▶ _Requirements_
Render every line of the listing below as a Markdown table with the columns "No." and "Line", giving each row a number in the first column. Omit blank lines, and leave the pictures out of the table.

[Entries for bounding-box labeling]
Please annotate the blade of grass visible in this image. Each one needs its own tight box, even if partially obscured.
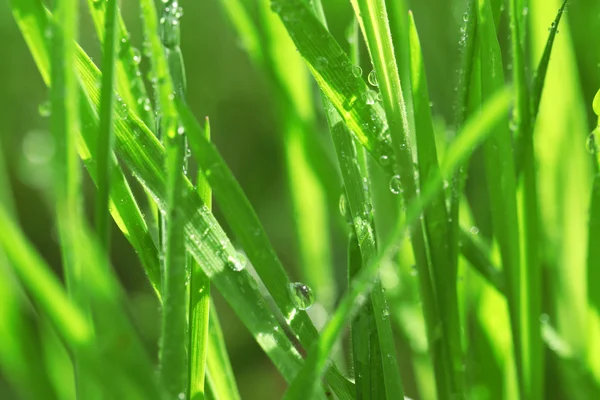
[284,91,510,399]
[140,0,189,398]
[409,13,465,397]
[313,1,404,399]
[189,118,213,400]
[587,90,600,382]
[87,0,156,128]
[15,3,342,399]
[11,0,160,293]
[272,0,395,175]
[94,0,118,250]
[206,303,241,400]
[478,0,526,397]
[352,0,460,396]
[258,0,338,311]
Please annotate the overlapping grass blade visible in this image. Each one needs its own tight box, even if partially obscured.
[11,0,160,293]
[87,0,155,129]
[140,0,189,398]
[95,0,118,253]
[254,0,338,310]
[178,102,351,398]
[286,90,510,399]
[409,13,465,396]
[189,118,213,399]
[272,0,395,175]
[587,90,600,382]
[18,0,314,390]
[206,305,240,400]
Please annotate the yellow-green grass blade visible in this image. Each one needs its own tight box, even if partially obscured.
[11,0,160,293]
[286,90,510,399]
[477,0,525,396]
[189,118,213,400]
[178,102,352,398]
[140,0,189,398]
[206,305,240,400]
[94,0,118,250]
[272,0,395,174]
[530,0,593,392]
[14,2,312,390]
[409,13,465,395]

▶ _Output for this exercise_
| No. | Line |
|---|---|
| 1 | Please annotate the blade of grass visible in this image. Each one needs its own tight box, even if partially obscured. |
| 2 | [284,91,510,399] |
| 3 | [140,0,189,398] |
| 4 | [409,13,465,397] |
| 5 | [313,1,404,399] |
| 6 | [189,118,213,400] |
| 7 | [587,90,600,382] |
| 8 | [87,0,156,128] |
| 9 | [15,3,342,399] |
| 10 | [11,0,160,293] |
| 11 | [272,0,395,175] |
| 12 | [94,0,118,250] |
| 13 | [206,303,241,400] |
| 14 | [478,0,526,397] |
| 15 | [352,0,460,396] |
| 16 | [258,0,338,311] |
| 17 | Please annotate the overlapping grass blade visible in this image. Each one needs its own tight box, even if partially obscured. |
| 18 | [11,0,160,293] |
| 19 | [87,0,155,129] |
| 20 | [140,0,189,398] |
| 21 | [95,0,118,253] |
| 22 | [254,0,338,310] |
| 23 | [178,102,351,398] |
| 24 | [286,90,510,399] |
| 25 | [409,13,465,396] |
| 26 | [189,118,213,399] |
| 27 | [272,0,395,175] |
| 28 | [587,90,600,382] |
| 29 | [18,0,314,390] |
| 30 | [206,305,240,400] |
| 31 | Please annotate the yellow-green grass blade visible in this image. Each one needs its own tight box, even if partially obscured. |
| 32 | [11,0,160,293] |
| 33 | [286,90,510,399] |
| 34 | [477,0,525,396] |
| 35 | [189,118,213,400] |
| 36 | [178,102,352,398] |
| 37 | [140,0,189,398] |
| 38 | [206,305,240,400] |
| 39 | [94,0,118,250] |
| 40 | [272,0,395,174] |
| 41 | [530,0,593,392] |
| 42 | [14,2,312,390] |
| 43 | [409,13,465,395] |